I have the exact same error I’m running into when running the same file.

In my case the GPU is not visible to Tensorflow, I get FALSE when I run tf.test.is_gpu_available().

So I removed the driver and tried to reinstall the driver again I get the below error -

sudo apt-get install --no-install-recommends \

cuda-10-0 \
libcudnn7=7.6.2.24-1+cuda10.0  \
libcudnn7-dev=7.6.2.24-1+cuda10.0

[sudo] password for sumanh:
Reading package lists… Done
Building dependency tree
Reading state information… Done
Some packages could not be installed. This may mean that you have
requested an impossible situation or if you are using the unstable
distribution that some required packages have not yet been created
or been moved out of Incoming.
The following information may help to resolve the situation:

The following packages have unmet dependencies:
cuda-10-0 : Depends: cuda-runtime-10-0 (>= 10.0.130) but it is not going to be installed
Depends: cuda-demo-suite-10-0 (>= 10.0.130) but it is not going to be installed
E: Unable to correct problems, you have held broken packages.

Hpw to fix this any idea.

I reinstalled the OS and now with fresh installations with tf 2.1 and cuda 10.2 i get below warnings-
2020-01-10 15:27:40.101443: W tensorflow/stream_executor/platform/default/dso_loader.cc:55] Could not load dynamic library ‘libnvinfer.so.6’; dlerror: libnvinfer.so.6: cannot open shared object file: No such file or directory
2020-01-10 15:27:40.101504: W tensorflow/stream_executor/platform/default/dso_loader.cc:55] Could not load dynamic library ‘libnvinfer_plugin.so.6’; dlerror: libnvinfer_plugin.so.6: cannot open shared object file: No such file or directory
2020-01-10 15:27:40.101512: W tensorflow/compiler/tf2tensorrt/utils/py_utils.cc:30] Cannot dlopen some TensorRT libraries. If you would like to use Nvidia GPU with TensorRT, please make sure the missing libraries mentioned above are installed properly.

Suman.h, TensorFlow’s pip packages require CUDA == 10.1, cudnn >= 7.6, and TensorRT == 6.0. See https://www.tensorflow.org/install/gpu#software_requirements.

◆ **Supplied entries**
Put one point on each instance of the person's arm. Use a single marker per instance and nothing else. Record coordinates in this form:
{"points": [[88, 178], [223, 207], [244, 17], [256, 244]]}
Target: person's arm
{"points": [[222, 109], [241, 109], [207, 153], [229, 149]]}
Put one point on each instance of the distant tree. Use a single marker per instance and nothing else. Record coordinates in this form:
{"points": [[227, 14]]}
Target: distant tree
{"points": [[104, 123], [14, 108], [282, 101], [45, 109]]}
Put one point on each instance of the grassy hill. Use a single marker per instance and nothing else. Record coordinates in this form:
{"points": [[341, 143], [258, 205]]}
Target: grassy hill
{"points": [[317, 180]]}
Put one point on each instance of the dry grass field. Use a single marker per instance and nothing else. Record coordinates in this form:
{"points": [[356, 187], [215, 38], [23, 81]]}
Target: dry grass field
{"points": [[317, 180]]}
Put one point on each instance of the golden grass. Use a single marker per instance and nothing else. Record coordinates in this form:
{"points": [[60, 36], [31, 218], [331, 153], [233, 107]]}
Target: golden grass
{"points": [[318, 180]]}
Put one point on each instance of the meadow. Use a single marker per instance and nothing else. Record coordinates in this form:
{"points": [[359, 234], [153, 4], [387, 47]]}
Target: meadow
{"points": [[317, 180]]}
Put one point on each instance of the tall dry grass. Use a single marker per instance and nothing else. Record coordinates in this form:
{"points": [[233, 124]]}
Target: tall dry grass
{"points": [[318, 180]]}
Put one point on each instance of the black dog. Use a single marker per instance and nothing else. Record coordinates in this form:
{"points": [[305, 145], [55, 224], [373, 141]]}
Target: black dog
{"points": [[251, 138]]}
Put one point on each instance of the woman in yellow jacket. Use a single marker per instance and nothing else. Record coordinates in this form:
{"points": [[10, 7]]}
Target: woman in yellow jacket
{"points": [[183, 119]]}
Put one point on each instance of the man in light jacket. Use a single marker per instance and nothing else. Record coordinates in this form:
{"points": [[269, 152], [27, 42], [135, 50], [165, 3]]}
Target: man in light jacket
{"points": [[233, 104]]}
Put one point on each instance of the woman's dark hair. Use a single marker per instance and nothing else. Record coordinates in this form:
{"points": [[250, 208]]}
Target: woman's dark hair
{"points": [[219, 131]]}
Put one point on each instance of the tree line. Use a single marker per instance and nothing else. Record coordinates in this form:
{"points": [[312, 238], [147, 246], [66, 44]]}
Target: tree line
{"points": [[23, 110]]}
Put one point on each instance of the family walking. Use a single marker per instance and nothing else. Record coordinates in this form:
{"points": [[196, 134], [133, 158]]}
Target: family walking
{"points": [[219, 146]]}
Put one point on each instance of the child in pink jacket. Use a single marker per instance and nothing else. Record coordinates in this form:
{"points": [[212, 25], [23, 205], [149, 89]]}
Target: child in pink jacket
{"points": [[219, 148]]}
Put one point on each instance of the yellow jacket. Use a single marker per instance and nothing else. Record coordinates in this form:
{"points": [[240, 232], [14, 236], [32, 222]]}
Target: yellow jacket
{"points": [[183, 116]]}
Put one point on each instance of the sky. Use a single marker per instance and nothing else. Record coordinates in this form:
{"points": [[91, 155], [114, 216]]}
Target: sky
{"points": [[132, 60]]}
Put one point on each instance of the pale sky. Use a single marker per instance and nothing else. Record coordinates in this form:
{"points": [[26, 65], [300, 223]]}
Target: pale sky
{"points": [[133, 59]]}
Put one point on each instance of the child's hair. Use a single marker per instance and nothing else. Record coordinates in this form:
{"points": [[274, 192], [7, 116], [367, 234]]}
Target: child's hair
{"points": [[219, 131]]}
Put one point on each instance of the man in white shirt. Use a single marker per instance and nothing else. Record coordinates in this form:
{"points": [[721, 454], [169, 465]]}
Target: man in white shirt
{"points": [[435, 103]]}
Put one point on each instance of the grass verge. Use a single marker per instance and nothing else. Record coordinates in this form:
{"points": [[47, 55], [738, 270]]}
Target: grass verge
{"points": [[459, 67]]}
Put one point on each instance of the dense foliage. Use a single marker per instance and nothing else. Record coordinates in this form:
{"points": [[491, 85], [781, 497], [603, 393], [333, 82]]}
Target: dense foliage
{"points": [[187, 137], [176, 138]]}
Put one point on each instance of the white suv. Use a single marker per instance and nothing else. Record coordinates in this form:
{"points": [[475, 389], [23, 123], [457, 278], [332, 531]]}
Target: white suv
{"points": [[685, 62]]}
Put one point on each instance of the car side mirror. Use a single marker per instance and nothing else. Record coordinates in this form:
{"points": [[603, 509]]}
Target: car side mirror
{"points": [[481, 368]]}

◆ **Written instruction 1**
Decide whether each statement agrees with the TensorFlow thread. Answer yes or no and quote the deciding words. (a) Running tf.test.is_gpu_available() returned TRUE for the user. (b) After reinstalling the OS, the user had tf 2.1 and cuda 10.2. (c) TensorFlow's pip packages require TensorRT == 6.0.
◆ **Written instruction 2**
Using the error output in the TensorFlow thread, explain in one to three sentences why cuda-10-0 could not be installed.
◆ **Written instruction 3**
Set down everything in the TensorFlow thread from "Hpw to fix this" down to "are installed properly.".

◆ **Exercise solution 1**
(a) No: "I get FALSE when I run tf.test.is_gpu_available()"
(b) Yes: "with fresh installations with tf 2.1 and cuda 10.2"
(c) Yes: "and TensorRT == 6.0"

◆ **Exercise solution 2**
cuda-10-0 had unmet dependencies. It depends on cuda-runtime-10-0 (>= 10.0.130) and cuda-demo-suite-10-0 (>= 10.0.130), and neither of these was going to be installed. The output also says the problems could not be corrected because of held broken packages.

◆ **Exercise solution 3**
Hpw to fix this any idea.

I reinstalled the OS and now with fresh installations with tf 2.1 and cuda 10.2 i get below warnings-
2020-01-10 15:27:40.101443: W tensorflow/stream_executor/platform/default/dso_loader.cc:55] Could not load dynamic library ‘libnvinfer.so.6’; dlerror: libnvinfer.so.6: cannot open shared object file: No such file or directory
2020-01-10 15:27:40.101504: W tensorflow/stream_executor/platform/default/dso_loader.cc:55] Could not load dynamic library ‘libnvinfer_plugin.so.6’; dlerror: libnvinfer_plugin.so.6: cannot open shared object file: No such file or directory
2020-01-10 15:27:40.101512: W tensorflow/compiler/tf2tensorrt/utils/py_utils.cc:30] Cannot dlopen some TensorRT libraries. If you would like to use Nvidia GPU with TensorRT, please make sure the missing libraries mentioned above are installed properly.